● Written request
Transcribe the full listing below exactly.

[Spatial annotation records]
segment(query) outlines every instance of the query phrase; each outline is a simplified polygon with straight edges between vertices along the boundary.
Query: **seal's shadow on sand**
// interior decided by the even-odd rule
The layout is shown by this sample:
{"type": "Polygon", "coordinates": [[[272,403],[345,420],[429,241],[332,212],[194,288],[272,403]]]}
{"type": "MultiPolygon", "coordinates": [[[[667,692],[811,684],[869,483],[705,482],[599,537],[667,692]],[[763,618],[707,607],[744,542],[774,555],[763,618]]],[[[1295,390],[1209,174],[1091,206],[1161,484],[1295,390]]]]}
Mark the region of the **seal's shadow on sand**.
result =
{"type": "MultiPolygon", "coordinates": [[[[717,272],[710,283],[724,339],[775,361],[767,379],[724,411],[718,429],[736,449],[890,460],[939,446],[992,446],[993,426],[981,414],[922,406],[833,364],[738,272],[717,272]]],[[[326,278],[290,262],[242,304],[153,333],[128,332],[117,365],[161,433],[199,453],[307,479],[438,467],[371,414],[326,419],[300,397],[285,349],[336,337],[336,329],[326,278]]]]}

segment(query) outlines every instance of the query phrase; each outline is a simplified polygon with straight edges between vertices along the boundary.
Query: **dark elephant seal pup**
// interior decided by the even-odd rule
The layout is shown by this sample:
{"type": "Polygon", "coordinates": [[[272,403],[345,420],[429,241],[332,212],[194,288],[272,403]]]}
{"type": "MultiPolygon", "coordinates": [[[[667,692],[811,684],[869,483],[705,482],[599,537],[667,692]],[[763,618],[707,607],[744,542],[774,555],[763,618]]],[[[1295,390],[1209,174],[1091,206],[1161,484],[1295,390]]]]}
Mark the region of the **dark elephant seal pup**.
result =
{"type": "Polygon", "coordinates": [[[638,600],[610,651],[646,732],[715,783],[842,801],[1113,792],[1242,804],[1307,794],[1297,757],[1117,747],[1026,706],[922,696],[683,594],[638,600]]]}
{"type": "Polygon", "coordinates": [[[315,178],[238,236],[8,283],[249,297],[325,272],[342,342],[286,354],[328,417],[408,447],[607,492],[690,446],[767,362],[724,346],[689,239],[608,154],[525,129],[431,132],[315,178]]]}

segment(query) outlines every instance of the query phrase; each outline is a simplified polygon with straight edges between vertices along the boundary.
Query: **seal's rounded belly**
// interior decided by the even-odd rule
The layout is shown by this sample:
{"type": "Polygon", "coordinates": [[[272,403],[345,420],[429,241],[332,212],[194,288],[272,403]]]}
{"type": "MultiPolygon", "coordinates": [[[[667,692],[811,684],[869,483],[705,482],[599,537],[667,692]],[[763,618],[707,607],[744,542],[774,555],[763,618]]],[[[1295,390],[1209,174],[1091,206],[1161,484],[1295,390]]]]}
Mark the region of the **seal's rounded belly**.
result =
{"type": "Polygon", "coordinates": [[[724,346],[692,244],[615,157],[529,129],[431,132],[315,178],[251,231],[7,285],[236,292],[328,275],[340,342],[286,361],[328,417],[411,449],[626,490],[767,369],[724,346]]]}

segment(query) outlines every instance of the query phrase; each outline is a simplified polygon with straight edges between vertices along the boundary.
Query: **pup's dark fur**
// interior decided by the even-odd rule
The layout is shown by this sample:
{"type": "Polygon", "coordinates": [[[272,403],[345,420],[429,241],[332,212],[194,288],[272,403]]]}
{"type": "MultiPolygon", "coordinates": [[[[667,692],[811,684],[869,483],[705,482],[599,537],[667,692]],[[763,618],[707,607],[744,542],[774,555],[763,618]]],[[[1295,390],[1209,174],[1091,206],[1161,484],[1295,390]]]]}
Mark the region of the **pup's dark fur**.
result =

● Exercise response
segment(query) outlines every instance of the query phrase; each outline is a simplified polygon with straight edges between vertices along the boundary.
Query: **seal's shadow on sand**
// interior decided by the even-odd rule
The layout is shown by this sample:
{"type": "Polygon", "coordinates": [[[272,403],[345,420],[429,241],[332,212],[194,288],[272,403]]]}
{"type": "MultiPolygon", "coordinates": [[[[667,692],[811,684],[869,483],[705,482],[599,537],[667,692]],[[763,618],[707,607],[744,542],[774,555],[763,618]]],[[[1295,390],[1209,174],[1091,206],[1161,484],[1295,390]]]]}
Mark the region of the **seal's shadow on sand**.
result =
{"type": "MultiPolygon", "coordinates": [[[[717,272],[710,283],[724,339],[775,361],[767,379],[724,411],[718,429],[736,449],[890,460],[939,446],[992,446],[993,426],[981,414],[922,406],[833,364],[738,272],[717,272]]],[[[326,278],[290,262],[242,304],[153,333],[128,332],[117,365],[161,433],[199,453],[307,479],[438,467],[371,414],[326,419],[300,397],[285,349],[336,337],[336,329],[326,278]]]]}

segment(query) outlines every instance of the query phrase; each outline is a simplified polygon with straight edges between vertices along the boundary.
Query: **dark elephant seal pup**
// interior decided by the even-odd rule
The layout is shown by this sample:
{"type": "Polygon", "coordinates": [[[272,403],[345,420],[429,241],[332,212],[194,288],[272,403]]]}
{"type": "MultiPolygon", "coordinates": [[[[667,692],[811,684],[869,483],[705,482],[599,537],[667,692]],[[763,618],[707,607],[744,542],[774,555],[763,618]]],[[[1295,390],[1209,174],[1091,206],[1161,484],[1295,390]]]]}
Mark the region of the **dark elephant seal pup**.
result =
{"type": "Polygon", "coordinates": [[[638,600],[610,651],[646,732],[715,783],[842,801],[1113,792],[1242,804],[1307,794],[1297,757],[1117,747],[1026,706],[922,696],[683,594],[638,600]]]}
{"type": "Polygon", "coordinates": [[[315,178],[238,236],[8,283],[249,297],[325,272],[342,342],[286,354],[328,417],[408,447],[607,492],[690,446],[767,362],[724,346],[689,239],[608,154],[525,129],[431,132],[315,178]]]}

segment(query) outlines every instance of the query phrase; each outline is a simplified polygon with straight edges between vertices along the boundary.
Query: **seal's rounded belly**
// interior decided by the even-odd rule
The layout is shown by this sample:
{"type": "Polygon", "coordinates": [[[272,403],[345,420],[429,241],[332,212],[194,288],[272,403]]]}
{"type": "MultiPolygon", "coordinates": [[[[667,692],[811,684],[869,483],[705,482],[599,537],[667,692]],[[763,618],[707,607],[744,542],[774,555],[763,618]]],[[[1295,390],[1209,174],[1091,206],[1161,484],[1295,390]]]]}
Mark the region of the **seal's rounded belly**.
result =
{"type": "Polygon", "coordinates": [[[724,346],[692,244],[615,157],[529,129],[431,132],[315,178],[251,231],[7,285],[236,292],[328,275],[340,342],[286,361],[328,417],[411,449],[626,490],[767,369],[724,346]]]}

segment(query) outlines every instance of the query phrase; each outline is a simplified polygon with straight edges between vertices along the boundary.
Query: **pup's dark fur**
// interior decided by the even-odd rule
The layout is shown by this sample:
{"type": "Polygon", "coordinates": [[[272,403],[345,420],[429,241],[332,212],[194,288],[272,403]]]}
{"type": "MultiPolygon", "coordinates": [[[[667,692],[811,684],[869,483],[705,482],[599,537],[667,692]],[[763,618],[707,607],[744,542],[774,555],[763,618]]],[[[1295,390],[1209,174],[1091,206],[1161,484],[1295,390]]]]}
Mark the region of the **pup's dark fur**.
result =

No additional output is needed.